## WORK INSTRUCTIONS:
Leaving out any pictures, print the entries that follow exactly as they stand.

## SOURCE RECORDS:
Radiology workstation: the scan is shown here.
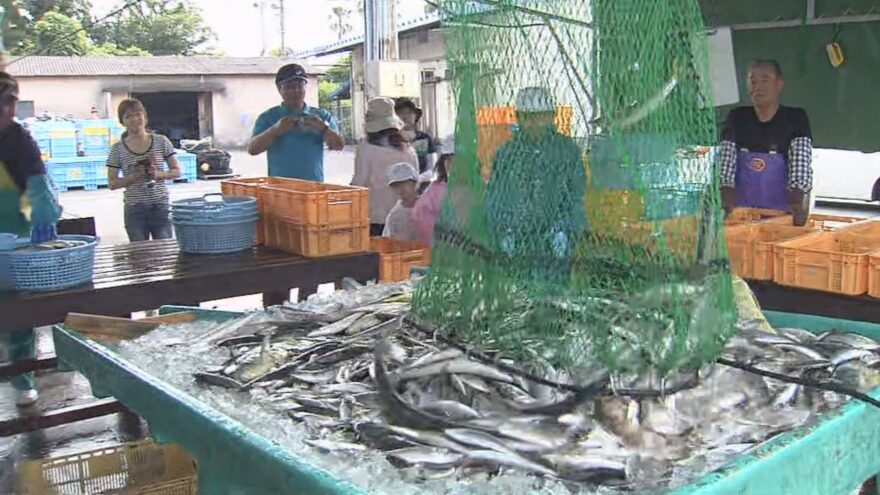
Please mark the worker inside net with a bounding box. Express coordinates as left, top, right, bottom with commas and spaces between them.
485, 86, 587, 284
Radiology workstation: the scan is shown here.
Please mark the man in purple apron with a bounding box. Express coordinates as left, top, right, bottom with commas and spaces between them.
718, 60, 812, 226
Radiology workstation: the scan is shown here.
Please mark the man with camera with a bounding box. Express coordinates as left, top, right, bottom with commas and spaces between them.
248, 63, 345, 181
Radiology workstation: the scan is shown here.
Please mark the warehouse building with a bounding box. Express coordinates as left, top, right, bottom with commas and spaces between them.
7, 56, 320, 148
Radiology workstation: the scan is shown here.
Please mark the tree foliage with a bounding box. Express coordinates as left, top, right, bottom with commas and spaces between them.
30, 9, 90, 55
93, 0, 215, 56
23, 0, 90, 24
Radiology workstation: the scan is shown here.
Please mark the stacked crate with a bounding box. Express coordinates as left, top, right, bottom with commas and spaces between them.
222, 178, 369, 257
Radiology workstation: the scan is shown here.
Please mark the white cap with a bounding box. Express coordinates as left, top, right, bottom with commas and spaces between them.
365, 97, 404, 133
515, 86, 556, 113
440, 134, 455, 155
387, 163, 418, 185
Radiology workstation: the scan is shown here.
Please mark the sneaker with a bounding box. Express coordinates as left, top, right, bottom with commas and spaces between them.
16, 389, 38, 407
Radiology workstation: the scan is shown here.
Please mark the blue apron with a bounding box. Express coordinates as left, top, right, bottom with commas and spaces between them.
734, 149, 789, 211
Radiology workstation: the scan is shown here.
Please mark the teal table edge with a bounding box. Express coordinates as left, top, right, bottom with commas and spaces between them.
53, 307, 880, 495
52, 308, 368, 495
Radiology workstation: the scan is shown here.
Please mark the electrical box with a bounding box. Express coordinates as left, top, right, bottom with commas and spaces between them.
365, 60, 421, 99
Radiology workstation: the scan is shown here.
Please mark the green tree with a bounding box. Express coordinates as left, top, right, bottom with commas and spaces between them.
94, 0, 215, 56
30, 10, 90, 55
325, 55, 351, 85
1, 0, 29, 53
88, 42, 150, 56
23, 0, 91, 24
318, 79, 338, 109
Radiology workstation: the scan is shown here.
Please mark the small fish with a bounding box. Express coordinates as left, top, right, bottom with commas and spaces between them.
386, 425, 470, 453
193, 372, 244, 389
444, 428, 515, 453
772, 383, 801, 410
774, 343, 827, 361
457, 374, 491, 394
818, 332, 880, 351
405, 348, 463, 370
464, 449, 556, 476
386, 447, 463, 469
217, 335, 263, 347
304, 438, 367, 452
831, 348, 876, 368
544, 455, 627, 482
324, 383, 374, 395
307, 312, 365, 337
422, 401, 482, 420
778, 328, 819, 344
395, 359, 514, 384
290, 369, 340, 385
344, 314, 383, 336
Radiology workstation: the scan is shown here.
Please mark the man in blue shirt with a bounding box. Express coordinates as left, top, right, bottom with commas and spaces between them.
248, 63, 345, 181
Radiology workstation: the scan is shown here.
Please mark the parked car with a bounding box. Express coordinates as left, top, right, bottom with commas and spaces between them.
812, 149, 880, 203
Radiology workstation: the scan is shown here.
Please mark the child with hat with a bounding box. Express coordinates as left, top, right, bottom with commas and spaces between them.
382, 162, 421, 242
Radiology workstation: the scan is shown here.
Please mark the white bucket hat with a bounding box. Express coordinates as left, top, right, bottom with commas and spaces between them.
387, 162, 419, 185
515, 86, 556, 114
365, 97, 404, 133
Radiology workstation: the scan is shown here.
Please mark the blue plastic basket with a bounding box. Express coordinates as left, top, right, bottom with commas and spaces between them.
174, 218, 258, 254
0, 235, 98, 292
172, 195, 258, 254
175, 151, 198, 182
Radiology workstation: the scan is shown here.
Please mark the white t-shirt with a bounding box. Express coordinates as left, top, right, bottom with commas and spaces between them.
382, 200, 419, 242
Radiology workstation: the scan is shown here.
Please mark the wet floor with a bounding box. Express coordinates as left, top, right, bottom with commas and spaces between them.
0, 328, 148, 493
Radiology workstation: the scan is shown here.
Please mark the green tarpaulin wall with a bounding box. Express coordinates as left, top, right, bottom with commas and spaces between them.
700, 0, 880, 153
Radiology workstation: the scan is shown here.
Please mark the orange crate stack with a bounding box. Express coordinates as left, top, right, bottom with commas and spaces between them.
763, 213, 862, 231
773, 230, 880, 295
725, 207, 788, 226
370, 237, 431, 282
259, 179, 369, 226
263, 218, 369, 258
725, 223, 818, 280
221, 177, 294, 244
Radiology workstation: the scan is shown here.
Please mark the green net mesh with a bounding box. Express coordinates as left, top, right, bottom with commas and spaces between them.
412, 0, 736, 378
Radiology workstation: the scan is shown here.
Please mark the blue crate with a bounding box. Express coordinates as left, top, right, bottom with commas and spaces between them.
47, 156, 104, 191
168, 151, 198, 184
50, 137, 78, 159
76, 120, 111, 156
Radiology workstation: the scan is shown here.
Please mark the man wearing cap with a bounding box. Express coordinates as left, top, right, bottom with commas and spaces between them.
248, 63, 345, 181
394, 98, 436, 190
486, 86, 586, 283
0, 71, 63, 407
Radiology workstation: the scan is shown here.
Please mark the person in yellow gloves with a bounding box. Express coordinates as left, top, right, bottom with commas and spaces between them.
0, 72, 63, 407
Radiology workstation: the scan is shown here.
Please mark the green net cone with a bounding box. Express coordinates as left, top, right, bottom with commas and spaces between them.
413, 0, 736, 378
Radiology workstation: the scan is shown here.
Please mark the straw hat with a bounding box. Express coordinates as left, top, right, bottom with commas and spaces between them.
365, 97, 404, 133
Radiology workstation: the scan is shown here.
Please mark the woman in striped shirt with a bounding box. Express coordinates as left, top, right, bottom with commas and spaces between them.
106, 99, 181, 241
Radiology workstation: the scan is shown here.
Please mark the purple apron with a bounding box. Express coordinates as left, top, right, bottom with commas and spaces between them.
734, 149, 789, 211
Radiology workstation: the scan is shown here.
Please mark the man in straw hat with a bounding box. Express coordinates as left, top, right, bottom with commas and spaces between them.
248, 63, 345, 181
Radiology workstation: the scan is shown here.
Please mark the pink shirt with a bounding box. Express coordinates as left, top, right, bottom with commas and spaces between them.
413, 181, 447, 246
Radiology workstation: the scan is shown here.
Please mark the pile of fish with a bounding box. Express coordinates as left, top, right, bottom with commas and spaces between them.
180, 280, 880, 490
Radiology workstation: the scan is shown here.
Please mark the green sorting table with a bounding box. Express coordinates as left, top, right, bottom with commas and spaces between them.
52, 308, 880, 495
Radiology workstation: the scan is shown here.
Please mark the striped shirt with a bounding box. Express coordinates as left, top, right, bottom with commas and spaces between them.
106, 133, 176, 206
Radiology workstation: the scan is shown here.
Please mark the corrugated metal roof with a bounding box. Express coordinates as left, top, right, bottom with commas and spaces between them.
7, 56, 321, 77
294, 13, 443, 58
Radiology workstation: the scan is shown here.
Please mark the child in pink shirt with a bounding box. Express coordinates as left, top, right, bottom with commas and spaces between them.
414, 135, 454, 246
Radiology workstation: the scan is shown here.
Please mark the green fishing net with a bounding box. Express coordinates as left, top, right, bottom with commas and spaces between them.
412, 0, 736, 377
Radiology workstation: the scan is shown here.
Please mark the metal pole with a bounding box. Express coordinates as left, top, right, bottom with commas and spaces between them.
279, 0, 286, 53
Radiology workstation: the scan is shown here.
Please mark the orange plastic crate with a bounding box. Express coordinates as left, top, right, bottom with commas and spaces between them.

## ANSWER TO THIS EXERCISE:
Radiology workstation: the scan is shown here.
Please mark the worker inside net with a bounding box. Express coordinates as left, top, right, bottom with commas and spaces between them.
485, 86, 587, 284
Radiology workstation: the scan is shown here.
Please mark the man in purple apron with a bounding box. Express coordinates as left, top, right, bottom with commas and spaces between them.
718, 60, 812, 226
Radiology workstation: the scan is shown here.
Please mark the man with camera with a bounding box. Express coordinates as left, top, right, bottom with commas and spaces between them.
248, 63, 345, 181
Radiology workstation: the scan is shown here.
Please mark the warehouse building with a bounding box. Express coordinates as left, top, right, bottom with commas and spaces between them.
7, 56, 320, 148
Radiology workstation: the scan is shown here.
Please mark the tree foliage with a bounding box. Express coordinates as left, top, right, bottom with commas and spaces between them.
30, 9, 90, 55
93, 0, 215, 56
23, 0, 90, 24
Radiology workstation: the scan is shown here.
Please mark the stacked crate with a bounding box. Express coordinates as left, top, right, bottom with commas and spaces between them.
222, 178, 369, 257
Radiology workstation: the scan is shown here.
Please mark the white cap with a bounding box. Express coordinates as left, top, right, bottom with commas and spaces between them.
365, 97, 404, 133
515, 86, 556, 113
440, 134, 455, 155
387, 163, 418, 185
Radiology workstation: the scan is shown here.
Please mark the sneaker with a bounding box. Express coordinates as left, top, right, bottom with commas and spaces between them.
16, 389, 38, 407
Radiology workstation: the scan is shown here.
Please mark the blue apron with a bounding box. Express coordinates as left, top, right, bottom with commas and spaces between them.
734, 149, 789, 211
Radiology workstation: the scan is shown here.
Please mark the teal table edge with a bounding box. Express coordinates as left, top, right, bottom with commas and spaces between them.
53, 307, 880, 495
52, 308, 368, 495
Radiology workstation: the scan is shown here.
Please mark the electrical box with a bounding box. Express coordinates as left, top, right, bottom with commas and spaces between them.
365, 60, 421, 99
Radiology workstation: the scan is shown here.
Please mark the green tree with a bounding box. Express coordinates as left, top, right, bottom with commas and spaces between them.
94, 0, 215, 56
30, 10, 90, 55
325, 55, 351, 85
1, 0, 29, 53
88, 42, 150, 56
23, 0, 91, 24
318, 79, 338, 109
Radiology workstation: the scan is shown here.
Please mark the small fish with a bounding box. Express coordinates as left, top, right, bottom with commas and spaces between them.
386, 425, 470, 453
193, 372, 244, 389
444, 428, 515, 453
772, 383, 801, 410
774, 343, 827, 361
457, 374, 491, 394
818, 332, 880, 351
405, 348, 463, 370
464, 449, 556, 476
386, 447, 463, 469
217, 335, 263, 347
304, 438, 367, 452
831, 348, 876, 368
544, 455, 627, 482
324, 383, 374, 395
307, 312, 365, 337
422, 401, 482, 420
778, 328, 819, 344
395, 359, 514, 384
290, 369, 340, 385
344, 314, 383, 336
Radiology workstation: the scan is shown here.
Please mark the man in blue shirt with a bounding box. Express coordinates as left, top, right, bottom with commas and spaces between them.
248, 63, 345, 181
Radiology workstation: the scan is shown here.
Please mark the parked car with a bounding box. Express coordinates as left, top, right, bottom with commas and spaces between them.
812, 149, 880, 203
Radiology workstation: the scan is shown here.
Please mark the child with hat with a bounding box. Express coordinates as left, top, right, bottom with commas and spaces between them.
382, 162, 421, 242
Radiology workstation: the scan is shown here.
Please mark the white bucket hat with a bounding box. Express coordinates as left, top, right, bottom with commas and spaces between them.
387, 162, 419, 185
515, 86, 556, 114
365, 97, 404, 133
Radiology workstation: the scan is shown here.
Please mark the blue plastic basket with a bounding box. Express coordinates as left, top, right, bottom with commas and spaces between them.
174, 218, 258, 254
0, 235, 98, 292
172, 195, 258, 254
175, 151, 198, 182
Radiology workstation: the scan is shown here.
Please mark the white t-shirt with a bounding box. Express coordinates as left, top, right, bottom with commas and spaces between them.
382, 200, 419, 242
Radiology workstation: the scan is shown here.
Please mark the wet floor with a bounding box. Express coordinates as left, top, right, bottom with commas and spaces between them.
0, 328, 148, 493
Radiology workstation: the scan is shown here.
Please mark the green tarpaulin wall with a bounding box. Express coordinates as left, top, right, bottom with commas and spaces between them.
700, 0, 880, 153
Radiology workstation: the scan is shown here.
Please mark the orange crate stack with a bounding box. Express coordinates as left, top, right, bottom with commas and spaces between them.
763, 213, 862, 231
773, 230, 880, 295
725, 207, 788, 226
370, 237, 431, 282
259, 179, 369, 226
263, 218, 369, 258
725, 223, 818, 280
221, 177, 294, 244
Radiology workstation: the scan is shown here.
Please mark the green net mesh with a bounding box. Express coordinates as left, top, right, bottom with commas and spaces between them.
412, 0, 736, 378
Radiology workstation: the scan is shown here.
Please mark the blue crate with a bounding box. Express coordinates as left, top, right, bottom with commas and spaces between them.
47, 156, 104, 191
168, 151, 198, 184
50, 137, 78, 159
76, 120, 111, 156
Radiology workstation: the scan is shown here.
Please mark the man wearing cap with a bounding box. Express coordinates as left, top, right, bottom with commas and spaces between them.
248, 63, 345, 181
394, 98, 436, 190
486, 86, 586, 283
0, 71, 63, 407
Radiology workstation: the scan is shown here.
Please mark the person in yellow gloves with a bounding box. Express coordinates as left, top, right, bottom with commas and spaces between them.
0, 72, 63, 407
Radiology workstation: the scan is shown here.
Please mark the green net cone with a bounding box. Express coordinates as left, top, right, bottom with commas and spaces between them.
413, 0, 736, 378
Radiology workstation: the scan is shown here.
Please mark the straw hat with a bounding box. Express coordinates as left, top, right, bottom with commas and spaces between them.
365, 97, 404, 133
Radiology workstation: the scan is shown here.
Please mark the woman in striped shirt with a bounding box. Express coordinates as left, top, right, bottom with commas and spaces between them.
106, 99, 181, 241
Radiology workstation: the scan is shown here.
Please mark the purple apron with a bounding box. Express coordinates as left, top, right, bottom with commas and spaces between them.
734, 149, 789, 211
Radiology workstation: the scan is shown here.
Please mark the man in straw hat with a bounding box. Express coordinates as left, top, right, bottom with commas and spaces between them.
248, 63, 345, 181
Radiology workstation: the scan is shown here.
Please mark the pink shirt with a bounding box. Express coordinates as left, top, right, bottom with commas and spaces between them.
413, 181, 447, 246
Radiology workstation: the scan is shown here.
Please mark the pile of fish with a bounding box. Express coordinates as left, top, right, bottom with commas and spaces between them.
180, 280, 880, 490
Radiology workstation: the scan is shown here.
Please mark the green sorting table with a bounding box. Express coordinates as left, top, right, bottom with commas and spaces between them.
52, 308, 880, 495
Radiology workstation: the scan is shown here.
Please mark the striped shirt with a bounding box. Express coordinates as left, top, right, bottom with commas and spaces between them.
106, 133, 176, 206
Radiology workstation: the scan is shown here.
Please mark the corrugated metal roof with a bounding box. Express coordinates as left, top, right, bottom with commas and spaces between them.
7, 56, 321, 77
294, 13, 443, 58
Radiology workstation: the scan is shown here.
Please mark the child in pink shirt with a bounding box. Express coordinates as left, top, right, bottom with commas and spaces between them.
414, 135, 454, 246
Radiology workstation: the scan is shown here.
Please mark the green fishing net with a bounding box. Express coordinates as left, top, right, bottom with commas and spaces between them.
412, 0, 736, 377
Radiology workstation: the scan is shown here.
Please mark the metal pole with a bounding box. Express coordinates as left, top, right, bottom with commas and spaces between them.
279, 0, 286, 53
Radiology workstation: the scan is shown here.
Please mark the orange plastic crate with a bounding box. Express coordinates as left, top, right, bottom with commas and spaces between them.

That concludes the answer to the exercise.